Give back exactly the lines spanning from the one containing "Can you spot the athletic" to the final line of the records below, and no others.
------------------------------------------------
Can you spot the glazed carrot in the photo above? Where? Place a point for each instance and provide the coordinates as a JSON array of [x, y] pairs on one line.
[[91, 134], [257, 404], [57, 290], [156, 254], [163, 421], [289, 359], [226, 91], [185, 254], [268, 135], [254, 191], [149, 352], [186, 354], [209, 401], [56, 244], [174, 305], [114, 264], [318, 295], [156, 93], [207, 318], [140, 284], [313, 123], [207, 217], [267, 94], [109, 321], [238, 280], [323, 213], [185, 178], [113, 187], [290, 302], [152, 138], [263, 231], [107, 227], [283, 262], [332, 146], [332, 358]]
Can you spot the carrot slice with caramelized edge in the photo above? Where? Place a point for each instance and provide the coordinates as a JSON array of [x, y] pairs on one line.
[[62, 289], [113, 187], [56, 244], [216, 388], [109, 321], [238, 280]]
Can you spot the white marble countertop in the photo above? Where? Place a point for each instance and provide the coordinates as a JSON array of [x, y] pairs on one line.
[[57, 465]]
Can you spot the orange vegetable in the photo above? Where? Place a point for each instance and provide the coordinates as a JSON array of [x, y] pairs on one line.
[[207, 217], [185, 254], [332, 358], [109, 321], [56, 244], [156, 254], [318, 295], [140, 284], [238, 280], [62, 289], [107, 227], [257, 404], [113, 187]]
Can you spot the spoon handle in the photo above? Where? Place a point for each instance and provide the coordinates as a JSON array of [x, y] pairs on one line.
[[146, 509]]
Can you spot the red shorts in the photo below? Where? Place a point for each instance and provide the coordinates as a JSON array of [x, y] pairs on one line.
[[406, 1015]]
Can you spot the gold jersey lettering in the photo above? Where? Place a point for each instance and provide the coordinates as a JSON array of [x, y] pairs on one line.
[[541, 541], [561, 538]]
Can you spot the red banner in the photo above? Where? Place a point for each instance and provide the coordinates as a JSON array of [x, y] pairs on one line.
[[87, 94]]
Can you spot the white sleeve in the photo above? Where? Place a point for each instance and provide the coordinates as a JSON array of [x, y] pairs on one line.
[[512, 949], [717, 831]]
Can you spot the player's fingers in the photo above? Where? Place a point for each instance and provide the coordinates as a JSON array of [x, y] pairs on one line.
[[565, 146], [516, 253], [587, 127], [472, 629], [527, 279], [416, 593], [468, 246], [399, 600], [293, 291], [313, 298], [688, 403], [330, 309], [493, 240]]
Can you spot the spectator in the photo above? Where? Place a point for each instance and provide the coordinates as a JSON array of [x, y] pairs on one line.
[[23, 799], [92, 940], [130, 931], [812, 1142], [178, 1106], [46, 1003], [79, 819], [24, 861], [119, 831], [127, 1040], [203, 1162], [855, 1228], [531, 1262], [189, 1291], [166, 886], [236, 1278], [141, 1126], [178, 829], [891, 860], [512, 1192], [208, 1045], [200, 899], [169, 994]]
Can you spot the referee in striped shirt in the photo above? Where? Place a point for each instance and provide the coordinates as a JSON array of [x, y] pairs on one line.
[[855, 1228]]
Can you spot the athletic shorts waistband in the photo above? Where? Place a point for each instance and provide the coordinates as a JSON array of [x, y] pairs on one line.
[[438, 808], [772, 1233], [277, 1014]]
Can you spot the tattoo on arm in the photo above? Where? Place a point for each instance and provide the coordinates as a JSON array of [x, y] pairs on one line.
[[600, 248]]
------------------------------------------------
The completed task
Can you spot the athletic shorts waistband in the photo above? Where? Place a point for each instance and provide the coordinates as a JSON array of [x, y] pairs on one line.
[[438, 808], [772, 1233], [277, 1014]]
Can you spot the tattoo on arm in the photo above? Where? Place a point for each instance and provide the coordinates as a JSON array of [x, y] pairs on one line.
[[600, 248]]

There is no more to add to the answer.